[Start of DATASET]
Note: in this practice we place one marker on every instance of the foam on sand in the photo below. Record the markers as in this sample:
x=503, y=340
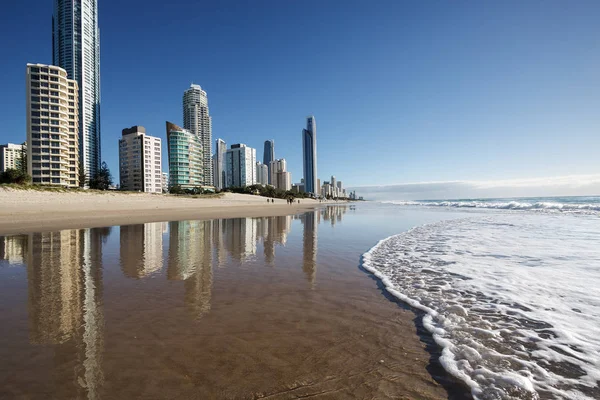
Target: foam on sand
x=513, y=300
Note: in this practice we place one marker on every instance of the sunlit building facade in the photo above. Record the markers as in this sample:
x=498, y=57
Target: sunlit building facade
x=76, y=48
x=309, y=155
x=185, y=158
x=52, y=126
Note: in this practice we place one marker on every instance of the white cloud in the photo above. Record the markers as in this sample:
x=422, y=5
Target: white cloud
x=573, y=185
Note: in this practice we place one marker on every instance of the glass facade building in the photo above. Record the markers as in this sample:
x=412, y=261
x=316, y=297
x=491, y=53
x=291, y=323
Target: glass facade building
x=52, y=126
x=196, y=119
x=268, y=156
x=76, y=48
x=309, y=156
x=185, y=158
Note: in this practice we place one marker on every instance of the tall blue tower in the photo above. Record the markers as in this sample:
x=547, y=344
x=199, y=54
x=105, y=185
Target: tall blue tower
x=76, y=48
x=309, y=156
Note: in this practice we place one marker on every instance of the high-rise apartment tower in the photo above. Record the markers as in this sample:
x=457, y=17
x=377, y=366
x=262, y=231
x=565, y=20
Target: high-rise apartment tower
x=76, y=48
x=309, y=155
x=140, y=161
x=268, y=156
x=196, y=119
x=52, y=126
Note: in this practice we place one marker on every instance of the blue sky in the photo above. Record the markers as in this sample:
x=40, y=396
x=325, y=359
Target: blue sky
x=402, y=91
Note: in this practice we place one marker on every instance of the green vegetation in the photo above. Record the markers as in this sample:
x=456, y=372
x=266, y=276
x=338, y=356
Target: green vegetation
x=82, y=175
x=195, y=191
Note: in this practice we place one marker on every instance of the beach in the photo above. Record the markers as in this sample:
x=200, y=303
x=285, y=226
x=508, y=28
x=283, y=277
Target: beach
x=23, y=211
x=273, y=307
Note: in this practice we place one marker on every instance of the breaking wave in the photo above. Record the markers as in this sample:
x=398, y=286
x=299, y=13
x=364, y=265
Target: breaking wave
x=512, y=300
x=568, y=205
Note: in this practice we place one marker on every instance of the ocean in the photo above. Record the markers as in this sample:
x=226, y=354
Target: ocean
x=511, y=292
x=498, y=299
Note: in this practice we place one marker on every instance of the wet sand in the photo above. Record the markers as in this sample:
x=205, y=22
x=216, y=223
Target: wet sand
x=228, y=309
x=24, y=211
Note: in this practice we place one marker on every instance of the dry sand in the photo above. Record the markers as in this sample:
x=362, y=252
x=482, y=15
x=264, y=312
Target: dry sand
x=25, y=211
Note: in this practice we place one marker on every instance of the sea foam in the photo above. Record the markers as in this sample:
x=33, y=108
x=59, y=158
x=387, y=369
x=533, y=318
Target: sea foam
x=513, y=300
x=563, y=205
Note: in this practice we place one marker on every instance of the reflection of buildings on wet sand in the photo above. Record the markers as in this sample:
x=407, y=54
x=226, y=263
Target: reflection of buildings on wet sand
x=334, y=214
x=190, y=260
x=309, y=245
x=240, y=236
x=64, y=271
x=141, y=249
x=273, y=231
x=13, y=249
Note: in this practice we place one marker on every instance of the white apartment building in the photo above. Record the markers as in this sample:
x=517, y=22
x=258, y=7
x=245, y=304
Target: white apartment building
x=165, y=182
x=240, y=163
x=52, y=126
x=280, y=178
x=140, y=158
x=10, y=154
x=219, y=169
x=262, y=174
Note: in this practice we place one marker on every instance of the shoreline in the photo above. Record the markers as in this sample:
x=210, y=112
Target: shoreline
x=24, y=211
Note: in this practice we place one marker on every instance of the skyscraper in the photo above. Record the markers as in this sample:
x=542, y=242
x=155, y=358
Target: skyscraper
x=76, y=48
x=185, y=158
x=309, y=155
x=268, y=156
x=10, y=154
x=196, y=119
x=279, y=176
x=241, y=165
x=262, y=173
x=220, y=178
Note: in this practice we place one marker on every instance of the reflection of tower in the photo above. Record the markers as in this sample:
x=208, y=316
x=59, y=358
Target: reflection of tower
x=55, y=286
x=64, y=271
x=240, y=237
x=309, y=246
x=334, y=214
x=198, y=287
x=13, y=249
x=184, y=249
x=190, y=260
x=141, y=249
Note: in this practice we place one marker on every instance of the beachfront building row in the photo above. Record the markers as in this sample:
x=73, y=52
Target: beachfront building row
x=76, y=49
x=52, y=106
x=140, y=158
x=197, y=120
x=262, y=174
x=186, y=161
x=333, y=189
x=280, y=177
x=11, y=156
x=309, y=156
x=268, y=156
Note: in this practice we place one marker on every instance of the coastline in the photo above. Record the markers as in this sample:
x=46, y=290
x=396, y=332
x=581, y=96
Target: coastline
x=26, y=211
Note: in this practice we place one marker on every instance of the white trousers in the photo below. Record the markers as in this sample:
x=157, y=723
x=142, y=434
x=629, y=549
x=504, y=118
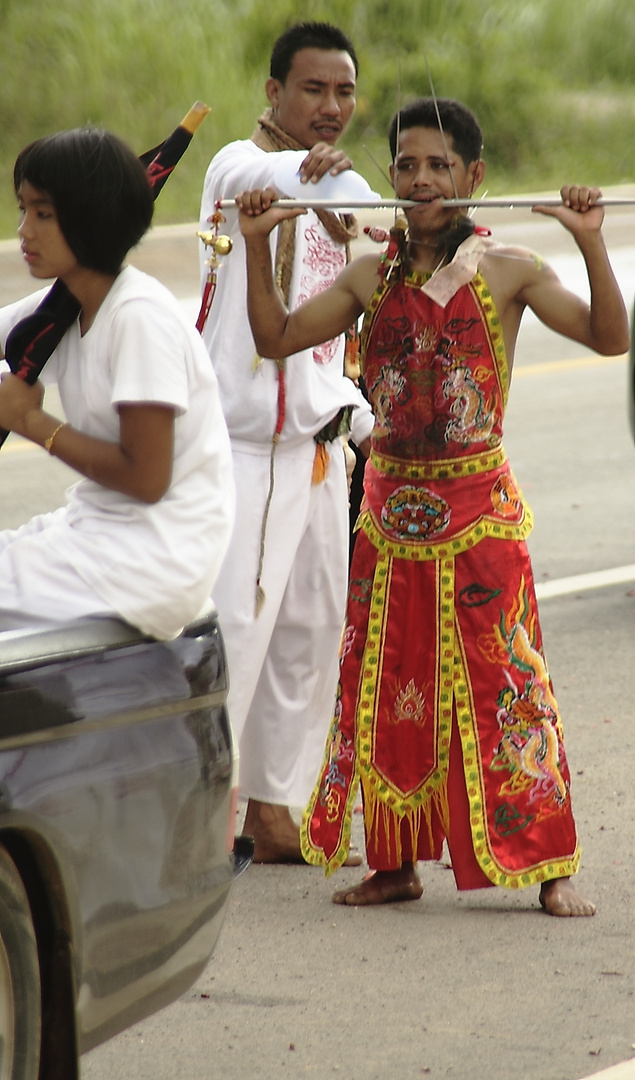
[End of DATASET]
EXERCISE REQUIREMENTS: Copy out every row above word for word, leaving out the pictures.

IN RESPONSE:
Note: in this practice we place one marker on every instance of the foam on sand in the photo below. Record the markers as in this sample:
x=503, y=340
Target: foam on sand
x=513, y=300
Note: in this practice we place one marker on every instance of the sunlit building facade in the photo above. Record the markers as in this sample:
x=498, y=57
Target: sunlit building facade
x=76, y=48
x=309, y=155
x=185, y=158
x=52, y=126
Note: in this practice we place one marker on every instance of the white cloud in the photo above. Record the markers as in this sample:
x=422, y=5
Target: white cloud
x=573, y=185
Note: in this practice we place one marker on every instance of the glass facade building in the photo above. Record the markers as in this sample:
x=412, y=261
x=316, y=297
x=491, y=53
x=291, y=323
Target: glass facade building
x=52, y=126
x=196, y=119
x=268, y=156
x=76, y=48
x=309, y=156
x=185, y=158
Note: in this practice we place one marker on every instance of the tall blue tower in the photo above. Record the markers as in this sample:
x=547, y=344
x=199, y=54
x=105, y=185
Target: tall blue tower
x=76, y=48
x=309, y=156
Note: in this practice we place one marker on every instance of the high-rise apartment tower in the photo above. Record the markers as in this sample:
x=457, y=17
x=377, y=366
x=262, y=231
x=565, y=20
Target: high-rise apartment tower
x=76, y=48
x=309, y=155
x=140, y=161
x=268, y=156
x=196, y=119
x=52, y=126
Note: in this practice we place one marker on every instance of the blue sky in the photo above. Record the markers as in this sample:
x=40, y=396
x=325, y=359
Target: blue sky
x=402, y=91
Note: in this practice we place one marker on every instance of the green vegetation in the photo above. Record the markers as in this sample:
x=456, y=372
x=266, y=276
x=338, y=356
Target: green vegetation
x=82, y=175
x=195, y=191
Note: in this practice we place one marker on every instance of the beach in the photo above. Record the markers as in this sample:
x=200, y=303
x=285, y=226
x=508, y=28
x=283, y=277
Target: beach
x=23, y=211
x=273, y=307
Note: in this practice we place one marker on every instance of the breaking wave in the photo above. Record the markers as in this sample:
x=398, y=286
x=299, y=13
x=364, y=265
Target: breaking wave
x=512, y=300
x=568, y=205
Note: in this practice we place one marker on every instance of the ocean in the photo above. Record the markers as in this sample:
x=226, y=354
Target: ocean
x=511, y=292
x=498, y=299
Note: in this practice we place one marker on every instance of the wet sand in the photo above. Record the markers as in this sample:
x=205, y=22
x=216, y=223
Target: wet sand
x=228, y=309
x=24, y=211
Note: in this practice we place one marker on every instance of the dry sand in the photo above. Record the markers as in this sample:
x=362, y=252
x=482, y=15
x=264, y=312
Target: dry sand
x=25, y=211
Note: in this practice we place one marker on every instance of the sea foam in the photo above. Record the markers as in this sample:
x=33, y=108
x=59, y=158
x=387, y=369
x=533, y=318
Target: sea foam
x=513, y=300
x=563, y=205
Note: in this practice we place one marker on every instance of the reflection of buildings on wet sand in the photo above. Record the markers as in this sample:
x=407, y=54
x=226, y=263
Target: reflection of buildings on wet sand
x=334, y=214
x=190, y=260
x=309, y=245
x=240, y=236
x=64, y=271
x=141, y=249
x=273, y=231
x=13, y=249
Note: in this practice we place one marker on every instance of the white apartment building in the photo above. Record the markers as in this sample:
x=517, y=22
x=258, y=7
x=245, y=304
Target: white apartment building
x=165, y=182
x=240, y=163
x=52, y=126
x=280, y=178
x=140, y=158
x=10, y=154
x=219, y=169
x=262, y=174
Note: in this practice we place one marker on every instance of the shoreline in the photo above. Record the markers as in this sample:
x=210, y=112
Target: shoreline
x=24, y=211
Note: in this practice we place one marker on every instance of the skyscraper in the photo above. Record the markers as in this sample:
x=542, y=242
x=155, y=358
Target: skyscraper
x=76, y=48
x=185, y=158
x=309, y=155
x=268, y=156
x=10, y=154
x=196, y=119
x=279, y=176
x=241, y=165
x=262, y=173
x=220, y=178
Note: in this practice we place one marker on every instance of the reflection of tower in the photo above. Record the markers as in this sample:
x=208, y=316
x=59, y=358
Target: reflection of tower
x=55, y=286
x=64, y=271
x=240, y=237
x=309, y=246
x=334, y=214
x=198, y=287
x=13, y=249
x=184, y=249
x=190, y=260
x=141, y=249
Note: in this practice we place one marker on every instance of the beachfront building row in the photo above. Record the markers as in this sample:
x=73, y=52
Target: beachfront building row
x=76, y=49
x=52, y=106
x=140, y=158
x=197, y=120
x=262, y=174
x=186, y=161
x=333, y=189
x=280, y=177
x=11, y=156
x=309, y=156
x=268, y=156
Note: in this practice we place one marker on every instance of the coastline in the photo above. Record the markers as in this sample:
x=46, y=290
x=396, y=332
x=581, y=96
Target: coastline
x=26, y=211
Note: in this practice we place one marker on every instance of the white trousers in the photo below. Record the markers as in this sample:
x=157, y=723
x=142, y=434
x=629, y=549
x=504, y=118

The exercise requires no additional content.